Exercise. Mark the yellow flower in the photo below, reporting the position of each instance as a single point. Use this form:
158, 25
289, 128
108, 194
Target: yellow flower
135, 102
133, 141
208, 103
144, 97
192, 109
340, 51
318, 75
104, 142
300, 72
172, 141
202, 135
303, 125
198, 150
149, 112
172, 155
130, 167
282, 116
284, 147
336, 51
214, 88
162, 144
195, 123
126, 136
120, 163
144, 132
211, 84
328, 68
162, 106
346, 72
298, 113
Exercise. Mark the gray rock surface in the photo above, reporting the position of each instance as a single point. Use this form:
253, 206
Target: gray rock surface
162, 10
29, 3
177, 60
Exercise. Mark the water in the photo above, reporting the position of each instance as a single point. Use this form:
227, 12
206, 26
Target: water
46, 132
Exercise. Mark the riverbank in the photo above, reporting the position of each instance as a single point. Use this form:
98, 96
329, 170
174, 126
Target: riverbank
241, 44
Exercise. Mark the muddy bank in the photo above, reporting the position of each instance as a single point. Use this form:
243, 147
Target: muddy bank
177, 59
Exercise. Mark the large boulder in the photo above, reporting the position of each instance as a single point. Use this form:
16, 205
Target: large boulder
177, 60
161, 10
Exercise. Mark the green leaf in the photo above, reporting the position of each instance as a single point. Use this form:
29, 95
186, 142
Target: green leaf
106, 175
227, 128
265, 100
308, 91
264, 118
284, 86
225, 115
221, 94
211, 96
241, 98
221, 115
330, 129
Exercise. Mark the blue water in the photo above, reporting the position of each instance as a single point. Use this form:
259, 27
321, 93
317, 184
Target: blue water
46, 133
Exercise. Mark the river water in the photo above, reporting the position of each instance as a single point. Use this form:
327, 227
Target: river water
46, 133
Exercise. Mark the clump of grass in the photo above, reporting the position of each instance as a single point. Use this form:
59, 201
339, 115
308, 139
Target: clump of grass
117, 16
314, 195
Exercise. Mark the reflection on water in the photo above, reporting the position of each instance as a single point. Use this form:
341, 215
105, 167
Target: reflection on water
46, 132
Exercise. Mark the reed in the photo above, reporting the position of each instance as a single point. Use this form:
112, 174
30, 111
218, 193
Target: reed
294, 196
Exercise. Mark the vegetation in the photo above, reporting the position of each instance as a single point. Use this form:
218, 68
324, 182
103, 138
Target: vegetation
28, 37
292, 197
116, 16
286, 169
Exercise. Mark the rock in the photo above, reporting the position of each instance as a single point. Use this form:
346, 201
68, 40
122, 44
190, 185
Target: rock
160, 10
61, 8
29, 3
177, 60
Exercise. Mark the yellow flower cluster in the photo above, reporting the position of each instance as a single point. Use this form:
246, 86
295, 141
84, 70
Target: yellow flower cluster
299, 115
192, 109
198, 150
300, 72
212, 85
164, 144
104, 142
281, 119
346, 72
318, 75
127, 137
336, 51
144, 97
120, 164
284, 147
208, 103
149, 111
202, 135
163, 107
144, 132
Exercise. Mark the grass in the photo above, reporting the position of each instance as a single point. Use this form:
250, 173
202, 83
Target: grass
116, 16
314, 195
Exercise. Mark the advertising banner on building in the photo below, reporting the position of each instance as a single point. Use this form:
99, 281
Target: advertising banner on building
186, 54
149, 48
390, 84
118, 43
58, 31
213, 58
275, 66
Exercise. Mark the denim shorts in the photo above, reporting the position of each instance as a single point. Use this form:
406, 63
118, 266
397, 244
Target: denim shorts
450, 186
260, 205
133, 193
= = = = = = =
GOAL: Copy every item above word for word, with each line unchanged.

FULL SOLUTION:
Exercise. Mark the yellow flower in the photo below, reporting the position of each instance as a single point. Use this form:
158, 25
289, 128
108, 194
Target: yellow flower
135, 102
133, 141
208, 103
144, 97
192, 109
340, 51
318, 75
104, 142
300, 72
172, 141
202, 135
303, 125
198, 150
149, 112
172, 155
130, 167
282, 116
284, 147
336, 51
214, 88
162, 144
195, 123
126, 136
120, 163
144, 132
211, 84
328, 68
162, 106
346, 72
298, 113
Exercise. Mark the gray rock surface in the photo above, reporting the position of each instance as a single point. Use this form:
253, 206
Target: gray rock surface
162, 10
29, 3
177, 60
Exercise. Mark the water in the photo above, reporting the position of each instance as a single point. Use this form:
227, 12
206, 26
Target: water
46, 132
Exercise. Mark the riverbank in the photo above, reporting the position of each instance as a single point. Use this form:
98, 96
329, 170
174, 126
Target: riverbank
241, 44
Exercise. Mark the muddy bank in the photo above, reporting the position of each instance as a single point. Use this form:
243, 147
Target: muddy bank
177, 59
Exercise. Mark the large boulder in the photo above, reporting the position of each instance as a single point. Use this form:
16, 205
Target: large boulder
177, 60
161, 10
Exercise. Mark the green leaf in the photo above, reporting the position of each instance as a single point. Use this form:
29, 95
186, 142
Target: green leaf
106, 175
227, 128
265, 100
308, 91
264, 118
284, 86
225, 115
221, 94
211, 96
241, 98
221, 115
330, 129
Exercise. Mark the blue water in the photo above, reporting the position of each instance as a single point. Use this form:
259, 27
321, 93
317, 184
Target: blue water
46, 133
Exercise. Mark the river water in the photo above, reporting the position of each instance as a single point. Use this form:
327, 227
Target: river water
46, 133
Exercise. Mark the clump of grass in the photo above, reporting the position of each instance as a single point. Use this form:
59, 201
339, 115
308, 139
Target: clump of grass
117, 16
314, 195
Exercise. Mark the reflection on water in the photo above, reporting the position of each instance as a single point. Use this form:
341, 215
105, 167
Target: reflection on water
46, 132
Exercise. Mark the reed in the photo above, reporting the position of each instance as a single point. Use this form:
112, 174
30, 111
218, 193
Target: reed
294, 196
Exercise. Mark the vegetation in the photo above, reporting the position of each instance as a single point. Use this form:
218, 68
324, 182
103, 138
Target: vegetation
28, 37
292, 197
116, 16
286, 169
Exercise. Mark the rock in the photo above, reporting the position of each instance as a single point. Use this form:
346, 201
68, 40
122, 44
190, 185
Target: rock
160, 10
61, 8
29, 3
177, 60
Exercise. Mark the yellow flower cluster in the photo above, reporting the position of each instance as a single point. Use this form:
246, 86
295, 141
84, 70
Target: yellow flower cluster
299, 115
192, 109
198, 150
300, 72
212, 85
164, 144
104, 142
281, 119
346, 72
318, 75
127, 137
336, 51
144, 97
120, 164
284, 147
208, 103
149, 111
202, 135
163, 107
144, 132
Exercise. Mark the grass in the photo above, reporting the position of each instance as a single point. Use this form:
250, 173
202, 83
Target: grass
116, 16
314, 195
Exercise. Mark the advertising banner on building in the photo below, reporting the position of each instance as a single point. Use this form:
99, 281
Target: advertising banner on building
186, 54
149, 48
390, 84
118, 43
58, 31
213, 58
275, 66
Exercise. Mark the denim shorts in the photo above, reporting the position of each instance as a single point. Use this form:
406, 63
118, 266
397, 244
Target: denim shorts
450, 186
260, 205
133, 193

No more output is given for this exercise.